These are questions being addressed with medical students at the University of Rochester School of Medicine and Dentistry. After an in-depth inquiry and analysis, two leaders in physician education, Ronald M. Epstein, M.D., a practicing physician in the Department of Family Medicine, and Edward M. Hundert, M.D., dean of the School of Medicine and Dentistry have created an innovative approach to educating today's doctors and assessing their competence. Their goal is to instill in physicians the kinds of qualities patients want: trustworthiness, good judgment, good communication, and the ability to keep up-to-date with changes in the field.
Their approach is realized in Rochester's innovative Double-Helix curriculum. Dean Hundert, the architect of the curriculum, and Dr. Epstein, who has spent his career researching and teaching about the patient-physician relationship, share their views on what makes a good doctor in an article in the Journal of the American Medical Association (January 9, 2002 issue). Hundert and Eptsein believe educators must make sweeping changes in medical education programs to ensure physician competence in typically overlooked areas such as teamwork, interpersonal skills, clinical reasoning, and managing ambiguous clinical situations (a necessary real-world skill that traditional schooling doesn't teach).
Training and assessment in these areas is already part of a medical education at the University of Rochester, where the Double-Helix curriculum gets medical school students involved early in the practice of medicine. At Rochester, students work with patients starting in their first year, not in their second or third year, which is the traditional approach. Basic science and clinical work are intertwined throughout training like the strands of a double helix. At the end of their second and third years, students have a professional-competency assessment that lasts two full weeks and embodies all of the elements of competence laid out in Epstein and Hundert's article.
At its heart, the work of Epstein and Hundert is an attempt to remind the health care industry that medicine is more than knowing the facts and demonstrating skill. "Medicine, no matter how technological it is, is always a human enterprise," says Epstein.

* _SUPPLIED RECORDS_:
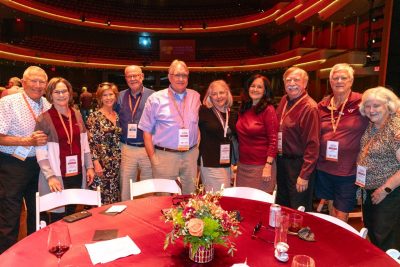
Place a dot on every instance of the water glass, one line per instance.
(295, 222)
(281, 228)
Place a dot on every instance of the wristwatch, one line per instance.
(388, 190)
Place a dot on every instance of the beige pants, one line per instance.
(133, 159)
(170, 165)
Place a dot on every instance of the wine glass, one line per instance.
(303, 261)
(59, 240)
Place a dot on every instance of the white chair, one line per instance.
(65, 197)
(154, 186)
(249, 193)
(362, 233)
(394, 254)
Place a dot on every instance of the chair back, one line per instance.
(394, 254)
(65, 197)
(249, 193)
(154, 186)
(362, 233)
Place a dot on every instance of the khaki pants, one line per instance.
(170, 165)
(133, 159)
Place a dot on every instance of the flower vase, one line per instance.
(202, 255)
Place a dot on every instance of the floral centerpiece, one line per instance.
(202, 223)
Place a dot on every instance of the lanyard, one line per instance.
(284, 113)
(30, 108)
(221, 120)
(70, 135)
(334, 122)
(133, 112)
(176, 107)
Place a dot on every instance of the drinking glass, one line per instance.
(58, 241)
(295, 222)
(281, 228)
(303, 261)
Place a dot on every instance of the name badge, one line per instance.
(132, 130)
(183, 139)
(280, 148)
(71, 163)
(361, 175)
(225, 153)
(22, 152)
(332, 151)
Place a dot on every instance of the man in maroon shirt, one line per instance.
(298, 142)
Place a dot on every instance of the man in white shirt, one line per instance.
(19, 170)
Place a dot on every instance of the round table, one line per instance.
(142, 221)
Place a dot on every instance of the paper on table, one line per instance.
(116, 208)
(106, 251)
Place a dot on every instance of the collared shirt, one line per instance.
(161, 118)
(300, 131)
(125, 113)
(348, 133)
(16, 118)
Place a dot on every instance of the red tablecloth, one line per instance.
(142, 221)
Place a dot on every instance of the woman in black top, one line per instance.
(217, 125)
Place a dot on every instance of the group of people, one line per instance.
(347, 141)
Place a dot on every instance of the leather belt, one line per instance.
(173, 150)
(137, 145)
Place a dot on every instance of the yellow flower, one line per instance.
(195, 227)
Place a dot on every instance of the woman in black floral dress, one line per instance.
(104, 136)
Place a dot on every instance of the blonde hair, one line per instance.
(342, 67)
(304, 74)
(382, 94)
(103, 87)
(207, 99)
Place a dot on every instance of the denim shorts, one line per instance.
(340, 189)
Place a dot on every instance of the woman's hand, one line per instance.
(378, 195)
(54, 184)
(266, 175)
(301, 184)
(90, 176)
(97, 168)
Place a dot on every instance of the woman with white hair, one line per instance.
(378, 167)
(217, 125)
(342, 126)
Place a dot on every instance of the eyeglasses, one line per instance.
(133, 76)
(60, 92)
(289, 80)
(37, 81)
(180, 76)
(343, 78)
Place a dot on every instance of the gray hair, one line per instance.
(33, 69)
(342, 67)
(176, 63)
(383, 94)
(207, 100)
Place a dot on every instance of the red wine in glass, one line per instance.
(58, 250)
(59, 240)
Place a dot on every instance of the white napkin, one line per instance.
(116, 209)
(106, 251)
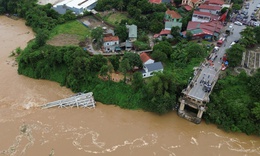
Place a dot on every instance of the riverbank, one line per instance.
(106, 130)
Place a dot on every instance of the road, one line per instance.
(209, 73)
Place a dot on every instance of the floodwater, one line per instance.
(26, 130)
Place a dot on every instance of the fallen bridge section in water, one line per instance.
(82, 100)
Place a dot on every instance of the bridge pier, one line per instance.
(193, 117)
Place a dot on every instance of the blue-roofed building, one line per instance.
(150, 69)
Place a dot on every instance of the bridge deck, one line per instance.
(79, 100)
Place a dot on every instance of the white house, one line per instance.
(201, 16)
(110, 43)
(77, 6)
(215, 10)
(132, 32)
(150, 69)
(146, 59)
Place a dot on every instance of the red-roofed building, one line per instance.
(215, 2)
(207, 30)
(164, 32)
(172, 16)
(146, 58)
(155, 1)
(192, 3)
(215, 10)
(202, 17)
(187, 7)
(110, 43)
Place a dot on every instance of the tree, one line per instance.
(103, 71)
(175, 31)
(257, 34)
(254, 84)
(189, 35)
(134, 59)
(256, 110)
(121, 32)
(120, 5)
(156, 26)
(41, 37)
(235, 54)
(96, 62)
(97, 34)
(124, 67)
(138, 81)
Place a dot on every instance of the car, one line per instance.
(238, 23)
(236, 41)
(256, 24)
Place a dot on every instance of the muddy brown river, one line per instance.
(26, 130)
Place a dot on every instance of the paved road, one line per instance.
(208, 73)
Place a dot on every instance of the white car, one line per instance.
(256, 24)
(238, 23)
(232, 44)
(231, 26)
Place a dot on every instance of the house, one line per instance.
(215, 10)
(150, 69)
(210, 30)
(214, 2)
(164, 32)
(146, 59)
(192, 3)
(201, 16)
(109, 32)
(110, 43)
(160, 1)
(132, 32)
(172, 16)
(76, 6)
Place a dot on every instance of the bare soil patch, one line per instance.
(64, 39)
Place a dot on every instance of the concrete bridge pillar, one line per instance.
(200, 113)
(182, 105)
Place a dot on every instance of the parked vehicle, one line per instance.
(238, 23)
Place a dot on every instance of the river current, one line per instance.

* _EXPLORE THE MATERIAL_:
1/ Decide whether each statement agrees with the passage on Rochester's medical curriculum. Answer yes or no, and support each answer with the deciding words from the passage, quoted exactly.
(a) Rochester medical students begin working with patients in their first year.
(b) The professional-competency assessment lasts one week.
(c) Ronald M. Epstein is dean of the School of Medicine and Dentistry.
2/ From the passage on Rochester's medical curriculum, quote the part starting with "Training and assessment" and going on through "and Hundert's article.".

* _ANSWERS TO EACH TASK_:
1/
(a) Yes: "students work with patients starting in their first year, not in their second or third year"
(b) No: "a professional-competency assessment that lasts two full weeks"
(c) No: "Edward M. Hundert, M.D., dean of the School of Medicine and Dentistry"

2/
Training and assessment in these areas is already part of a medical education at the University of Rochester, where the Double-Helix curriculum gets medical school students involved early in the practice of medicine. At Rochester, students work with patients starting in their first year, not in their second or third year, which is the traditional approach. Basic science and clinical work are intertwined throughout training like the strands of a double helix. At the end of their second and third years, students have a professional-competency assessment that lasts two full weeks and embodies all of the elements of competence laid out in Epstein and Hundert's article.